## [THE EXERCISE]
Please pick out each line in the rows below that contains the string "cardigan", and copy those lines.

## [Location annotation dataset excerpts]
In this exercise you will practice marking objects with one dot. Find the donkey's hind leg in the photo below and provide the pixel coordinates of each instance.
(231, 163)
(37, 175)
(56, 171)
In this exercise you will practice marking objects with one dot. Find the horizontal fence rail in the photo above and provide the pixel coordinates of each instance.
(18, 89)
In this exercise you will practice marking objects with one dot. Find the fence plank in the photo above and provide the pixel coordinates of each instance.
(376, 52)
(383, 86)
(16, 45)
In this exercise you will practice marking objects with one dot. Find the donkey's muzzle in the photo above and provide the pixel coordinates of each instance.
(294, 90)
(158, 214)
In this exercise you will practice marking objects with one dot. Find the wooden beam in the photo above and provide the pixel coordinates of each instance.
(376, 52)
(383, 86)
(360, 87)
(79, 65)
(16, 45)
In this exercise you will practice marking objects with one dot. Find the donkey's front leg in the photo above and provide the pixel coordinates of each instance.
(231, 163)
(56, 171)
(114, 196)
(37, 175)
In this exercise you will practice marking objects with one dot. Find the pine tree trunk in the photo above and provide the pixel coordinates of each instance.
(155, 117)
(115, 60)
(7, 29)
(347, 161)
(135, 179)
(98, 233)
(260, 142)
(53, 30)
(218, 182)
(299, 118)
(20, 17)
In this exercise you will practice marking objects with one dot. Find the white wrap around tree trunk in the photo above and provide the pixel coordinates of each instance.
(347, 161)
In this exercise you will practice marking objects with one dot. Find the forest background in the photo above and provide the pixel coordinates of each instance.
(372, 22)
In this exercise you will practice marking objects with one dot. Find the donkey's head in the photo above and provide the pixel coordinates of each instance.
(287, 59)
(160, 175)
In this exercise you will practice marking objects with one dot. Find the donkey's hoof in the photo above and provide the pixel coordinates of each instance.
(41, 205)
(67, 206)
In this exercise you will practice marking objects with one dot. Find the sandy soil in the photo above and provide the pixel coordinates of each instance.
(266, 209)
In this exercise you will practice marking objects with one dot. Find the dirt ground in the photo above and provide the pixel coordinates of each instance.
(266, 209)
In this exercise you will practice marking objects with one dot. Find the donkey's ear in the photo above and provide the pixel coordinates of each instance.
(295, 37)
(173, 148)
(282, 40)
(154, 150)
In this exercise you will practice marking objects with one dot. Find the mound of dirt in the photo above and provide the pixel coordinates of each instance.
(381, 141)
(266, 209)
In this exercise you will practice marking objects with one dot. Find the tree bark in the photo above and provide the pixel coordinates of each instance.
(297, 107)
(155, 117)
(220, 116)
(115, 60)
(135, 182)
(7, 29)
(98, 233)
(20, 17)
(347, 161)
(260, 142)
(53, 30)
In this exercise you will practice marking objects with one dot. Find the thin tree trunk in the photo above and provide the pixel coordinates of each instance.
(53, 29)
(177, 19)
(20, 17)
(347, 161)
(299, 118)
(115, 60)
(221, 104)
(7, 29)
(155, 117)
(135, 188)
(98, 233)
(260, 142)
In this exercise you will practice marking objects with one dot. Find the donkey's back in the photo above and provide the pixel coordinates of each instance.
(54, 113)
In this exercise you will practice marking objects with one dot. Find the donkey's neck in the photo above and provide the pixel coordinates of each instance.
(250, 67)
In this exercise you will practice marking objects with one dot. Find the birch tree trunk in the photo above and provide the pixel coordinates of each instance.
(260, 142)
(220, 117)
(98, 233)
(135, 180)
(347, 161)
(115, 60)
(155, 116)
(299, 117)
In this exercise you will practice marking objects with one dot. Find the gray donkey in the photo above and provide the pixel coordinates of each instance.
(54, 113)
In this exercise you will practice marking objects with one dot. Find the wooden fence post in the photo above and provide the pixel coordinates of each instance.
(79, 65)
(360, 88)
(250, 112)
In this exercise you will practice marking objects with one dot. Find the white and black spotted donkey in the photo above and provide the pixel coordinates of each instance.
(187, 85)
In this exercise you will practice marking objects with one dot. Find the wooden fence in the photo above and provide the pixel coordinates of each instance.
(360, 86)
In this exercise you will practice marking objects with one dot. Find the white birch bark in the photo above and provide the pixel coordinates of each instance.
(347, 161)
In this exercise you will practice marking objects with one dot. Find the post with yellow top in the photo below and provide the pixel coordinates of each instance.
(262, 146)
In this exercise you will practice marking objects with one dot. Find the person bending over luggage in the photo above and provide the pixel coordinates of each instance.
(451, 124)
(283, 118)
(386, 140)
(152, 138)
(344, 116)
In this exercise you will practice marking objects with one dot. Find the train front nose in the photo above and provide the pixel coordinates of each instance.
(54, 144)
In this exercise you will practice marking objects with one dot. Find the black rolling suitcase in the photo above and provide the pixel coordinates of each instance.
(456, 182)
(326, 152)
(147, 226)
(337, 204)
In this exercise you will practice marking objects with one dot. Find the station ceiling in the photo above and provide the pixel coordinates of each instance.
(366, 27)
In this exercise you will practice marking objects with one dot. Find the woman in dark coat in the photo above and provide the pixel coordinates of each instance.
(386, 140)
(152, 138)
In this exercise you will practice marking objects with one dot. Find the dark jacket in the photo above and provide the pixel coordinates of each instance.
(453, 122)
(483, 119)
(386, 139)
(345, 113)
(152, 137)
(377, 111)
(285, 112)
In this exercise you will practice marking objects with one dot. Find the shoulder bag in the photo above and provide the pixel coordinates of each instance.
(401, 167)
* * *
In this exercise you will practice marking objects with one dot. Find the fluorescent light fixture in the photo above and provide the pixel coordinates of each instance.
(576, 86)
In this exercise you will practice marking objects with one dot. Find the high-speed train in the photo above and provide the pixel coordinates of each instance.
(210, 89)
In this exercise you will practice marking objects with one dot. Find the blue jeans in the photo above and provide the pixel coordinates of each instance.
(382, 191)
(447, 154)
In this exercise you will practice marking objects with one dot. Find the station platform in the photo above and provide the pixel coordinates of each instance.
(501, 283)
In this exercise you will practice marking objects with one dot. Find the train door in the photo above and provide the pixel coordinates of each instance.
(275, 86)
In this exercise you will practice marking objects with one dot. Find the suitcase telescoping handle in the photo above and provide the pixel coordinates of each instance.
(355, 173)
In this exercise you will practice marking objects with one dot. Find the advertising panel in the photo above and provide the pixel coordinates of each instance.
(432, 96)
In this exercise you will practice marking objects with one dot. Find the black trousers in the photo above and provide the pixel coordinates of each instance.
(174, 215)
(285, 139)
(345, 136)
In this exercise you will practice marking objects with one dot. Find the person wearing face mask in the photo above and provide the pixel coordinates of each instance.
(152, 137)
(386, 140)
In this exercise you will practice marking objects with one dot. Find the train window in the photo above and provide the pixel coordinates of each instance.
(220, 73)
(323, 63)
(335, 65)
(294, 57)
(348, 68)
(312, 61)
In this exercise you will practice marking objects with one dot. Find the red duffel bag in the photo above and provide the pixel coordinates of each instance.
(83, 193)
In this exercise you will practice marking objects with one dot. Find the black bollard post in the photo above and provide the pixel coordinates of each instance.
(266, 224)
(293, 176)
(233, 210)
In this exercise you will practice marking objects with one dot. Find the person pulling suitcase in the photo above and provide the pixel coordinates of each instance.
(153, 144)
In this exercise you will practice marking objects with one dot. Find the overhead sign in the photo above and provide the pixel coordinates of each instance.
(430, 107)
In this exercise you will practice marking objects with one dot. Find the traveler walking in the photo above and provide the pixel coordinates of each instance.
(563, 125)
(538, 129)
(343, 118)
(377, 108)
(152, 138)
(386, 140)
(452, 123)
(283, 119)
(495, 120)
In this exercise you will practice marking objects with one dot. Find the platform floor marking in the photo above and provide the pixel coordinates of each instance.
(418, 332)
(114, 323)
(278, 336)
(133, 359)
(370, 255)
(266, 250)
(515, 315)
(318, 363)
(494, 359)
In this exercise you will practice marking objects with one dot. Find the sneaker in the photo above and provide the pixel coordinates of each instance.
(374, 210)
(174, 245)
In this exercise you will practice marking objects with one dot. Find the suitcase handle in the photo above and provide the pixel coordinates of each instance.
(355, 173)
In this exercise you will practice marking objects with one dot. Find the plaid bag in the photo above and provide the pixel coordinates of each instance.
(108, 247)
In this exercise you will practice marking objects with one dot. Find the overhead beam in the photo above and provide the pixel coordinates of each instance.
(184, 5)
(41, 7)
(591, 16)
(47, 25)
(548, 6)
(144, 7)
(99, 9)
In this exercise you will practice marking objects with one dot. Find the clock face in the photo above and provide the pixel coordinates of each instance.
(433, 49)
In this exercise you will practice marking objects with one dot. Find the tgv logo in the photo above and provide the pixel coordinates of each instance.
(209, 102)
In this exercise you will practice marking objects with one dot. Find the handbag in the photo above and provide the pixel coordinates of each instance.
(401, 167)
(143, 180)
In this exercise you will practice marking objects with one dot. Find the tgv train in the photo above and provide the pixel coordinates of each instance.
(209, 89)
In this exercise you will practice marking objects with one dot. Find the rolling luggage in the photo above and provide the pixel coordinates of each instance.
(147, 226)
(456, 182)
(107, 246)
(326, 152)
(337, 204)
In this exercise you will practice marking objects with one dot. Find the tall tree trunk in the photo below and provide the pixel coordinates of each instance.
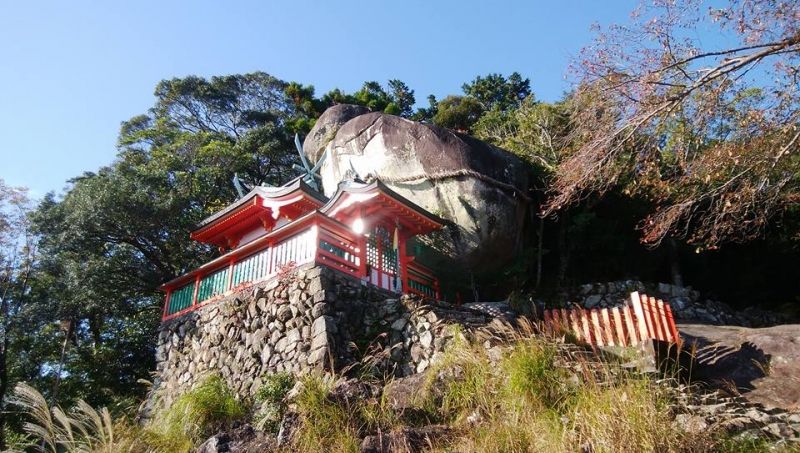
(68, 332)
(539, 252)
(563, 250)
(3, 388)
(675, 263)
---
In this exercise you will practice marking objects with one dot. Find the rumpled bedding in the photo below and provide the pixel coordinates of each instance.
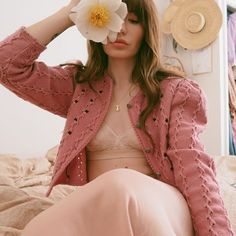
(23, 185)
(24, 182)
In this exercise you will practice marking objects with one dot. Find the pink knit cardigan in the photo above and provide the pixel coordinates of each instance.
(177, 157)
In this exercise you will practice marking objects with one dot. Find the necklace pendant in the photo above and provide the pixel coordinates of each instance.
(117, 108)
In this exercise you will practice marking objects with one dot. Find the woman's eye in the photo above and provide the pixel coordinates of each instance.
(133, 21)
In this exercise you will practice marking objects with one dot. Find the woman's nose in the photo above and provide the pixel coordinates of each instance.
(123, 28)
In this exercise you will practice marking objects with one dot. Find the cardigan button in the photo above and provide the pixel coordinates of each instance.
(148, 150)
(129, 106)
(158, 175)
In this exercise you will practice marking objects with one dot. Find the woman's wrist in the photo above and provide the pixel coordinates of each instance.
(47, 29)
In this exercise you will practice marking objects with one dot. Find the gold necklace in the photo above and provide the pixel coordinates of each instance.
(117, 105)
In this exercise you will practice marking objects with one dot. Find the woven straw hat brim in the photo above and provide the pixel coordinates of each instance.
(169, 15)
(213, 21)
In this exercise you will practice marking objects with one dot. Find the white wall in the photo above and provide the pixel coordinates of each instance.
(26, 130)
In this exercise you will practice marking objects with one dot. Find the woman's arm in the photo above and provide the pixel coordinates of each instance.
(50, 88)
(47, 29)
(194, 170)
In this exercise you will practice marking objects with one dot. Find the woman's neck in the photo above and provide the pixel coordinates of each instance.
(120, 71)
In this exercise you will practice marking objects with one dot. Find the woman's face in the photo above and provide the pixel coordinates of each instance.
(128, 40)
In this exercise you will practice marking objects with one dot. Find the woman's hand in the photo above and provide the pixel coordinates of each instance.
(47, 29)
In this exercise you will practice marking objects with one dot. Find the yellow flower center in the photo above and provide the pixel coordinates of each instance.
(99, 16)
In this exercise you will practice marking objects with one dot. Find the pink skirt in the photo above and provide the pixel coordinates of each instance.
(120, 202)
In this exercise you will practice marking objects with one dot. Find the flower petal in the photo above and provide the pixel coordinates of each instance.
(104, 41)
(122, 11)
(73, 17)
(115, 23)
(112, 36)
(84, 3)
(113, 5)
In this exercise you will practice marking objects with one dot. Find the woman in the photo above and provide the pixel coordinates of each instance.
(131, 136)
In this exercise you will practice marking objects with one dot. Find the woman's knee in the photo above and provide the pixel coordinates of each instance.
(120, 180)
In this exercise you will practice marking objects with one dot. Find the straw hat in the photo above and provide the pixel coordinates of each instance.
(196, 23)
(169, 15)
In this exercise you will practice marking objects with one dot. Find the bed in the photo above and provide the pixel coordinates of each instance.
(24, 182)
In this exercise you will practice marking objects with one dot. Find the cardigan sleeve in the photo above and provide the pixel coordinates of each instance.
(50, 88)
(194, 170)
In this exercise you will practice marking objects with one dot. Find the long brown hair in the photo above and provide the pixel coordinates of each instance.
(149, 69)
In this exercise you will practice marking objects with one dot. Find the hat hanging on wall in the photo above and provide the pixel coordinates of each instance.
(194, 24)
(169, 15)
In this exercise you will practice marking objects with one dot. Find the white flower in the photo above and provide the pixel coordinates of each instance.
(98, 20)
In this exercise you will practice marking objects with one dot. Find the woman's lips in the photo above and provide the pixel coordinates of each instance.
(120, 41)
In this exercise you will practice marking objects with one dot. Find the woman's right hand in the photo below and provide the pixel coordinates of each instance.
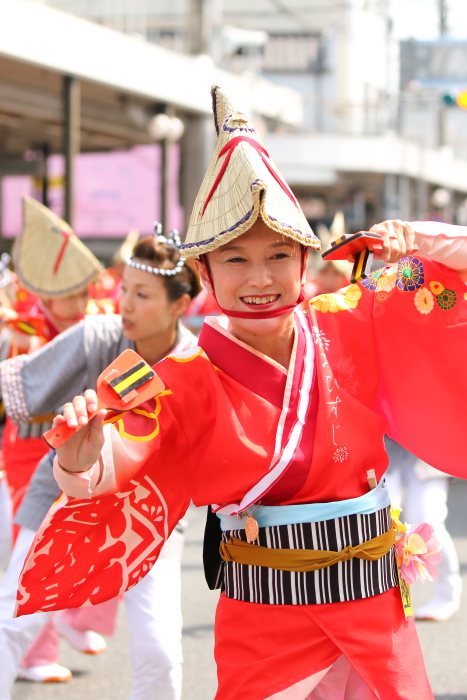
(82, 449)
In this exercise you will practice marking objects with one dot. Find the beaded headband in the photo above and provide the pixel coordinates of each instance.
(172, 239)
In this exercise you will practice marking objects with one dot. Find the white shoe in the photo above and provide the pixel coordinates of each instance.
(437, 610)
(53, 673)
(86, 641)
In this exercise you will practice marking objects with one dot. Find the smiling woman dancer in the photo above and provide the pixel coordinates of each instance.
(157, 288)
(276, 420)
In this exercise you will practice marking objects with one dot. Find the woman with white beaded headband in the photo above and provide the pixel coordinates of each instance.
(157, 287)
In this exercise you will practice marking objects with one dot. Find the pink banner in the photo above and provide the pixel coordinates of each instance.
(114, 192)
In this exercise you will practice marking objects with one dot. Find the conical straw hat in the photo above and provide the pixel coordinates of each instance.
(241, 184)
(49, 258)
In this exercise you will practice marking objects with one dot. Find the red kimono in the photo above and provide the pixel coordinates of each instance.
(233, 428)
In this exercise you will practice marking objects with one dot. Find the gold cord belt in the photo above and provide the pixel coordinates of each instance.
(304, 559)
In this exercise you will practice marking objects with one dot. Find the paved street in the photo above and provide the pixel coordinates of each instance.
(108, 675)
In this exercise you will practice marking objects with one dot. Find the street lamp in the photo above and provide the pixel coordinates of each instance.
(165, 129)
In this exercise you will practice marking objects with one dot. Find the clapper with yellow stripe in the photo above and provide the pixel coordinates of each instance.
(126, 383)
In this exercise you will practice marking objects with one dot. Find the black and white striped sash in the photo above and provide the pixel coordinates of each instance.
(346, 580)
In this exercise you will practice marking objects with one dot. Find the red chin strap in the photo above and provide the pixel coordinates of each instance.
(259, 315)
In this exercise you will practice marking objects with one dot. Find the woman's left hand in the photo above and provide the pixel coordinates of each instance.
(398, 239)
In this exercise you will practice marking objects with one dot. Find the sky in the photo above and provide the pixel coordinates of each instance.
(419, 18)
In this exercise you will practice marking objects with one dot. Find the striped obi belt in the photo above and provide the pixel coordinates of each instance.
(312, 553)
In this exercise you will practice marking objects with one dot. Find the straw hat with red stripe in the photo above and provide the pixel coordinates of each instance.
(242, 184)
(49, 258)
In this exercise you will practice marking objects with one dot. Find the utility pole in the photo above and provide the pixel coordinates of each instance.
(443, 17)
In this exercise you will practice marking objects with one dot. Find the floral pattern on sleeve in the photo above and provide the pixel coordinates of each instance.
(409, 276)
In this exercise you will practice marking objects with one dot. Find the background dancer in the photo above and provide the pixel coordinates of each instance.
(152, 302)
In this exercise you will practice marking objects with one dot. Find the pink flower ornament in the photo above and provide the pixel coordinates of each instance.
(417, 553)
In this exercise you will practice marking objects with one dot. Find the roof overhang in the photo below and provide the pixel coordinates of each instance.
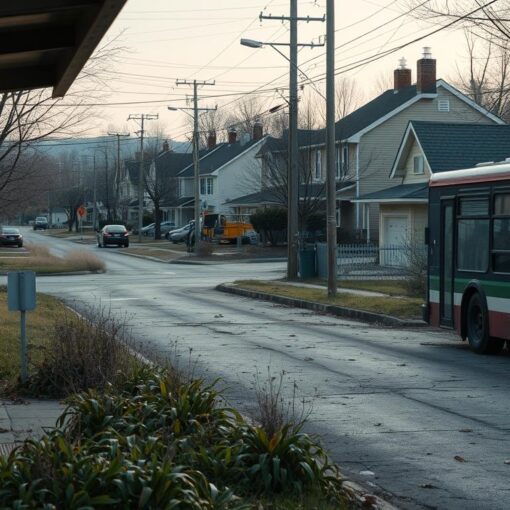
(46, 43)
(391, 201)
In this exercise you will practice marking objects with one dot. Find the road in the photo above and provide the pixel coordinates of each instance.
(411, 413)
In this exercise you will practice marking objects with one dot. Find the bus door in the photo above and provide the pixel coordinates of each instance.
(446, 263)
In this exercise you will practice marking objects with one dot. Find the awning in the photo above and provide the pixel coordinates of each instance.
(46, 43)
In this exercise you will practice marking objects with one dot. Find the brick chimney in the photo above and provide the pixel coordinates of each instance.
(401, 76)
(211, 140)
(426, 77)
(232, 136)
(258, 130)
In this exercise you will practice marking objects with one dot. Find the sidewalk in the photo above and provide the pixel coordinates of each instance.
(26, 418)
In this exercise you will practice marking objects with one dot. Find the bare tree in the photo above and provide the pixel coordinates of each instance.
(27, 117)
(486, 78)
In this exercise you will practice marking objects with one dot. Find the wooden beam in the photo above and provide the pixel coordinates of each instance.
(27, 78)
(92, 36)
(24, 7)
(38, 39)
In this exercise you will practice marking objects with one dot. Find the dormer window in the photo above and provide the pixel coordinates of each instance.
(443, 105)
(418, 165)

## [EXERCISE SOLUTION]
In this exercise you will practice marking objects with one dot. Find the pink knit cardigan in the photo above and provide the pixel coordinates of each instance.
In this exercise you will practice marking objects with one dot. Find the cardigan button in the photo above and provide the pixel coordinates of each instance.
In this exercise you will practice marking objects with one dot. Find the cardigan sleeve in the photo above and provide the pixel coordinates of each instance.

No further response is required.